-- Stored data --

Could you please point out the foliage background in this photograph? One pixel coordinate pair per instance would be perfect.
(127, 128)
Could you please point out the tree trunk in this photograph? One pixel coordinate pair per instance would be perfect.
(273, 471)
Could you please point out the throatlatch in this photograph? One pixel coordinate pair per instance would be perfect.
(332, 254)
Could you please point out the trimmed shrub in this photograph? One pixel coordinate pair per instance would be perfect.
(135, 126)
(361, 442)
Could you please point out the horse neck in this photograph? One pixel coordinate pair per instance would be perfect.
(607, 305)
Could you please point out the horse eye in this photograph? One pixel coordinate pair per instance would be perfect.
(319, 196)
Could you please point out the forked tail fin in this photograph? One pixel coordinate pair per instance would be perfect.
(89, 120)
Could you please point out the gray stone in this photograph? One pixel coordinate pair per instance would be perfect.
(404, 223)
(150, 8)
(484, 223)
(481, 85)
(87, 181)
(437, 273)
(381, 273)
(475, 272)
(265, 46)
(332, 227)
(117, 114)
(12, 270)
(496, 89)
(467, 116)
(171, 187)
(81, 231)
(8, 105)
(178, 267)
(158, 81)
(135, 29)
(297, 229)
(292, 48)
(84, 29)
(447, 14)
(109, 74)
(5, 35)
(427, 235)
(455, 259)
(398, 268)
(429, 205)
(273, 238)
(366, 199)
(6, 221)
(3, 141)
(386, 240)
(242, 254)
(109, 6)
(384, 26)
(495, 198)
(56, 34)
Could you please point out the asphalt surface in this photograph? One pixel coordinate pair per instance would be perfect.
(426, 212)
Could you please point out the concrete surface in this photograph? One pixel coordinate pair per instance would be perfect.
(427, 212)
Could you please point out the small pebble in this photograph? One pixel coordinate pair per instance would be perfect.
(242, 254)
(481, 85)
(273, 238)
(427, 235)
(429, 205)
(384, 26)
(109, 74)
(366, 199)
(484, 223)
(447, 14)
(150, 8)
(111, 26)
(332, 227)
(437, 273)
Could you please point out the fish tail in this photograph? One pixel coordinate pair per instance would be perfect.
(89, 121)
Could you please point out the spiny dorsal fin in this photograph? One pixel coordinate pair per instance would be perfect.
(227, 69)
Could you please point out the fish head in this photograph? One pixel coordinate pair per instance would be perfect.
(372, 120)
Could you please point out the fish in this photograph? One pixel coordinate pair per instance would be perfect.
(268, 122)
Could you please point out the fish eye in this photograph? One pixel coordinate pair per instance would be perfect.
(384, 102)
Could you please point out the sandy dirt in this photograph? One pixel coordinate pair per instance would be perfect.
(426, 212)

-- The task --
Transcribe each record exactly as it is written above.

-- Finished task --
Could you please point out the foliage background in this photograph? One pixel coordinate pair per instance would be perfect.
(127, 128)
Could you please point out the tree trunk in this photograph? One pixel coordinate pair per instance would be perfect.
(273, 471)
Could you please point out the throatlatch in this photograph? One pixel coordinate pair per instance would be perfect.
(332, 254)
Could you please point out the trimmed shrub in this photograph? One pixel coordinate pair per instance would be perfect.
(135, 126)
(361, 442)
Could you please point out the horse neck in this photograph? One pixel coordinate pair per instance would be perfect.
(607, 305)
Could you please point out the horse eye in this photograph? One pixel coordinate pair per instance would be perfect.
(319, 196)
Could you please point out the forked tail fin in this photograph? One pixel coordinate pair per instance would be perfect.
(89, 120)
Could you please point out the gray stone in this photograph? One pixel coordinate pair per instance would be perfect.
(404, 223)
(150, 8)
(484, 223)
(481, 85)
(87, 181)
(437, 273)
(381, 273)
(475, 272)
(265, 46)
(332, 227)
(117, 114)
(12, 270)
(496, 89)
(467, 116)
(171, 187)
(81, 231)
(8, 105)
(178, 267)
(158, 81)
(135, 29)
(297, 229)
(292, 48)
(84, 29)
(447, 14)
(109, 74)
(5, 35)
(427, 235)
(455, 259)
(398, 268)
(429, 205)
(273, 238)
(366, 199)
(6, 221)
(3, 141)
(386, 240)
(242, 254)
(109, 6)
(384, 26)
(495, 198)
(56, 34)
Could you please point out the asphalt surface in this photograph? One pixel coordinate pair per instance would be perfect.
(426, 212)
Could you please point out the concrete surface in this photograph? One pixel coordinate pair per instance would be perfect.
(427, 212)
Could you please point out the small pebble in this photograph? One pixel coordinate pair per instance would be perfect.
(242, 254)
(481, 85)
(273, 238)
(427, 235)
(429, 205)
(384, 26)
(109, 74)
(366, 199)
(484, 223)
(447, 14)
(150, 8)
(111, 26)
(332, 227)
(437, 273)
Could you please point out the fish tail in this photograph? One pixel coordinate pair per instance would be perfect.
(89, 121)
Could you please point out the spiny dorsal fin in this photograph? One pixel coordinate pair per instance would be perfect.
(227, 69)
Could you please point out the fish head in this photograph? One pixel coordinate pair per instance would be perfect.
(372, 120)
Could you please point out the fish in this photograph? One pixel coordinate pair per instance would be perfect.
(268, 122)
Could you please point out the fish eye in this photograph? One pixel coordinate pair per instance would be perfect.
(384, 102)
Could you please point out the sandy dirt in this photograph? One pixel coordinate pair per instance would be perfect.
(426, 212)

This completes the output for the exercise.